*Set exercise:*
Go through the entries below and return each line that contains the word "surface".

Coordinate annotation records
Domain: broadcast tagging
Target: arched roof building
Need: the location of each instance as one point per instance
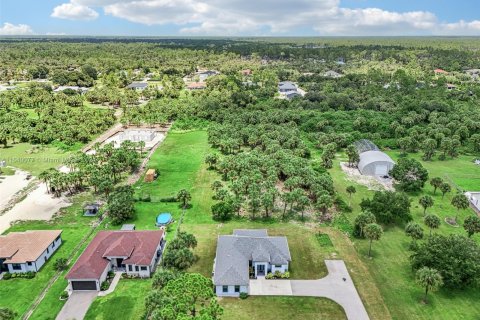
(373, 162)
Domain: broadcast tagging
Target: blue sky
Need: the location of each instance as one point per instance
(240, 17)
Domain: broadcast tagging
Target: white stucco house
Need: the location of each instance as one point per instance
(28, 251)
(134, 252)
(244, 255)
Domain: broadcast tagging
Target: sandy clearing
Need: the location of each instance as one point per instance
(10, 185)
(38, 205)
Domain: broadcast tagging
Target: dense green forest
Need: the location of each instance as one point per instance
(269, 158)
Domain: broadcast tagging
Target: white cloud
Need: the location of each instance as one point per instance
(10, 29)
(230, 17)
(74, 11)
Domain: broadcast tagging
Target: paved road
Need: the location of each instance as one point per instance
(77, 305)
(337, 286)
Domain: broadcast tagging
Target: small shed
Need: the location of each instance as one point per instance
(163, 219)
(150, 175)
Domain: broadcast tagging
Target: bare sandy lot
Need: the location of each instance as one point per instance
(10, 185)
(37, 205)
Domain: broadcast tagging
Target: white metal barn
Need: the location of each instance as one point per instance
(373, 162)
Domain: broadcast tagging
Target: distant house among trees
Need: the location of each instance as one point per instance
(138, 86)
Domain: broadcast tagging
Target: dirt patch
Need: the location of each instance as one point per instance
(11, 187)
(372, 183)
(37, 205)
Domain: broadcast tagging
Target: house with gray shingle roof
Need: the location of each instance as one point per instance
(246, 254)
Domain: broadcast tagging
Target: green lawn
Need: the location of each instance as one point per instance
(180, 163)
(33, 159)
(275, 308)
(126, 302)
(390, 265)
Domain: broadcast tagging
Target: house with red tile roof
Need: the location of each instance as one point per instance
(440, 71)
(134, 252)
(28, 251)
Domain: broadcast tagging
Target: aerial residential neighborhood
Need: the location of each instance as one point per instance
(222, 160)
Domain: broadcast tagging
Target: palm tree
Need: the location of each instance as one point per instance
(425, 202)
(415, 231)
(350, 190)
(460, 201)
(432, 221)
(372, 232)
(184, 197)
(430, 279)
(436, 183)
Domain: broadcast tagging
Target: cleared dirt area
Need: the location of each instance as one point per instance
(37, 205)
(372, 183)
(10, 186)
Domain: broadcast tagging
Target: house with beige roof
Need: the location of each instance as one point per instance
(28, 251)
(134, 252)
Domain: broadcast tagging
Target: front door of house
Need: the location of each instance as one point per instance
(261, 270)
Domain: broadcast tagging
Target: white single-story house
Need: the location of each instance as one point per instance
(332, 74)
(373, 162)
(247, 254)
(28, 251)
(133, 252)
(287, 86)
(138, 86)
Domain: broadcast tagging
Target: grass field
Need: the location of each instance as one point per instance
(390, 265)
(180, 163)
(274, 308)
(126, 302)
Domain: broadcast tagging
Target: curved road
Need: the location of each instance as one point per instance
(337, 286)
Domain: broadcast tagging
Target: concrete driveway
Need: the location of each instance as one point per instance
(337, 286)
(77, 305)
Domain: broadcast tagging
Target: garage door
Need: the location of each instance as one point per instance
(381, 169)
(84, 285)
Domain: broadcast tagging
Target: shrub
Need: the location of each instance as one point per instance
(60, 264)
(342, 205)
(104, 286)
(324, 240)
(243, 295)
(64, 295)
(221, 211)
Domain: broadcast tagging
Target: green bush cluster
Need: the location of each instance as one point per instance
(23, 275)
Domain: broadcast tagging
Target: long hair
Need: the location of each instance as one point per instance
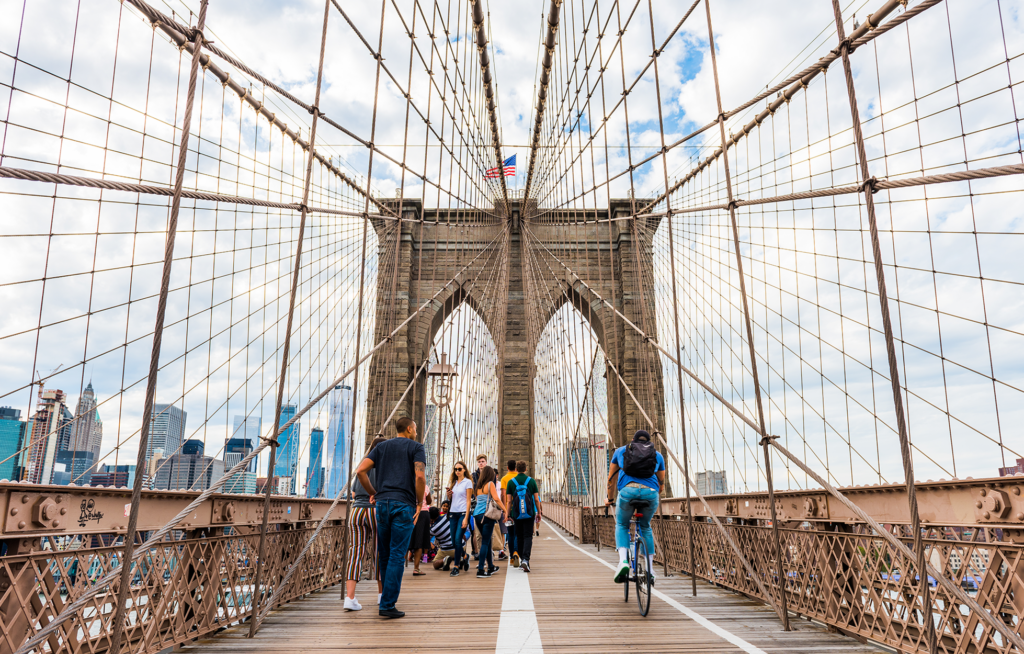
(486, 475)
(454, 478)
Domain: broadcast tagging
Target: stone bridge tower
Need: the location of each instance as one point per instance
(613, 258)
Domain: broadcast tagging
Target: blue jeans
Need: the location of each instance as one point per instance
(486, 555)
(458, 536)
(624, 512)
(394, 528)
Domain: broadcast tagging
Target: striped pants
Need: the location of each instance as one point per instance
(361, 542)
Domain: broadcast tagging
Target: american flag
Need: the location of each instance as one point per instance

==

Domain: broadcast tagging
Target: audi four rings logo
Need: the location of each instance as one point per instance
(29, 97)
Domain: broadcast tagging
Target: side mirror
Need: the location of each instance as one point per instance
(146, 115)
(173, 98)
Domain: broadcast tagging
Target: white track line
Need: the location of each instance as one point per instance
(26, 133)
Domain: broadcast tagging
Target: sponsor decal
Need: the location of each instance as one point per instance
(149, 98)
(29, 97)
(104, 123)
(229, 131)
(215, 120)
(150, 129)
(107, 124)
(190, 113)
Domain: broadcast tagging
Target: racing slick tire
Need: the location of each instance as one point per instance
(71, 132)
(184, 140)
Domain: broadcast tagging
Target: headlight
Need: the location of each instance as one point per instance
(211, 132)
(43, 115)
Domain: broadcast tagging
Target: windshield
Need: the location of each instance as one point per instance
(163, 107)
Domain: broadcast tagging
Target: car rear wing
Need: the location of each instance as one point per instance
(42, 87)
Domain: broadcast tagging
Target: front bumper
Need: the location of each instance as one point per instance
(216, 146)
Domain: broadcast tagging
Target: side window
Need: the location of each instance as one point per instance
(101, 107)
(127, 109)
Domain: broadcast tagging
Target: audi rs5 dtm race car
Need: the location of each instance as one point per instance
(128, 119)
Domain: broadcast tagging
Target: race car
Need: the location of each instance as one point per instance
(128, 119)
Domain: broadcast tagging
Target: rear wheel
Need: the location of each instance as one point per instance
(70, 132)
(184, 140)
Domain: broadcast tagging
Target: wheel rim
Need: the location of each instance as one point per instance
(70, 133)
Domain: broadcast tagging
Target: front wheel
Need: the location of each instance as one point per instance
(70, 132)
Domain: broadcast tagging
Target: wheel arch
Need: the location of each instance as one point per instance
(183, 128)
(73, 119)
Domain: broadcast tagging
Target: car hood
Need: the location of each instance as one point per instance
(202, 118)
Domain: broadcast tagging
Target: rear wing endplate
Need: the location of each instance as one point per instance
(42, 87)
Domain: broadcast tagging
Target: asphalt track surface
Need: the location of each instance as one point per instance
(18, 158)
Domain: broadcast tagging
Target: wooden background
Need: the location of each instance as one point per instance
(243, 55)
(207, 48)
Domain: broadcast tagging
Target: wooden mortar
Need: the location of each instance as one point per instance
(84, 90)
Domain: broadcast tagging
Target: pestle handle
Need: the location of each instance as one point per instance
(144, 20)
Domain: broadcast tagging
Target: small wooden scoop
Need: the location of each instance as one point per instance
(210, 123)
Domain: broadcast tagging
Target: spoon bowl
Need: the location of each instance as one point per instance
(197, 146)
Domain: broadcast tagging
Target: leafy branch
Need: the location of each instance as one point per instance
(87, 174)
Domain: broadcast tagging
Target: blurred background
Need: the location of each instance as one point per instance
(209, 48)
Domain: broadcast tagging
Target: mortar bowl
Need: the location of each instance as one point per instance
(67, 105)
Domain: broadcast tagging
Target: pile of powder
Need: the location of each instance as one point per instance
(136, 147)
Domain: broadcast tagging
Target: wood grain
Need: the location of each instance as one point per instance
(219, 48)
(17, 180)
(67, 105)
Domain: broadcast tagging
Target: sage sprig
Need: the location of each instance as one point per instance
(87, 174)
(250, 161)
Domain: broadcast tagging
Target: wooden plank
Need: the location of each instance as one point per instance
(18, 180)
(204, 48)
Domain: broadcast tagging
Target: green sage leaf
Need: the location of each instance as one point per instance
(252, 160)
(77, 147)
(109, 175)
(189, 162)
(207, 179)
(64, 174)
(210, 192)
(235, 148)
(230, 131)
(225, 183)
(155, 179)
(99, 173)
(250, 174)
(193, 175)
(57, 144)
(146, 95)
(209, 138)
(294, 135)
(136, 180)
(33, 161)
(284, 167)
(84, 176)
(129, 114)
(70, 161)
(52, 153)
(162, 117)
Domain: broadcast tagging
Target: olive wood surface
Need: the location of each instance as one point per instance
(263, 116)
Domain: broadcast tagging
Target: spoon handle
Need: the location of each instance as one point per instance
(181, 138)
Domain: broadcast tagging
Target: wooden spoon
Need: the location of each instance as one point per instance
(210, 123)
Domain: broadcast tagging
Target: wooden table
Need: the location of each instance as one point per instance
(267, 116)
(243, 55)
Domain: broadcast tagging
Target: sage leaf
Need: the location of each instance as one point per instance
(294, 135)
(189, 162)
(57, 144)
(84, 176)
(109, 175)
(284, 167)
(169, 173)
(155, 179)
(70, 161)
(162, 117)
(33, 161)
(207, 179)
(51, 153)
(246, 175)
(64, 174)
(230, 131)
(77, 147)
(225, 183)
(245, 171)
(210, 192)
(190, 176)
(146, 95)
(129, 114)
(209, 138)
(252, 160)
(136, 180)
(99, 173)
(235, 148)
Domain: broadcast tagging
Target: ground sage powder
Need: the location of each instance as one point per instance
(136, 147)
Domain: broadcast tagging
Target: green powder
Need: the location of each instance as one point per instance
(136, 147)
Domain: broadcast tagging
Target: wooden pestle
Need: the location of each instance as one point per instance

*Solution to the exercise:*
Target: asphalt track surface
Target: olive wood surface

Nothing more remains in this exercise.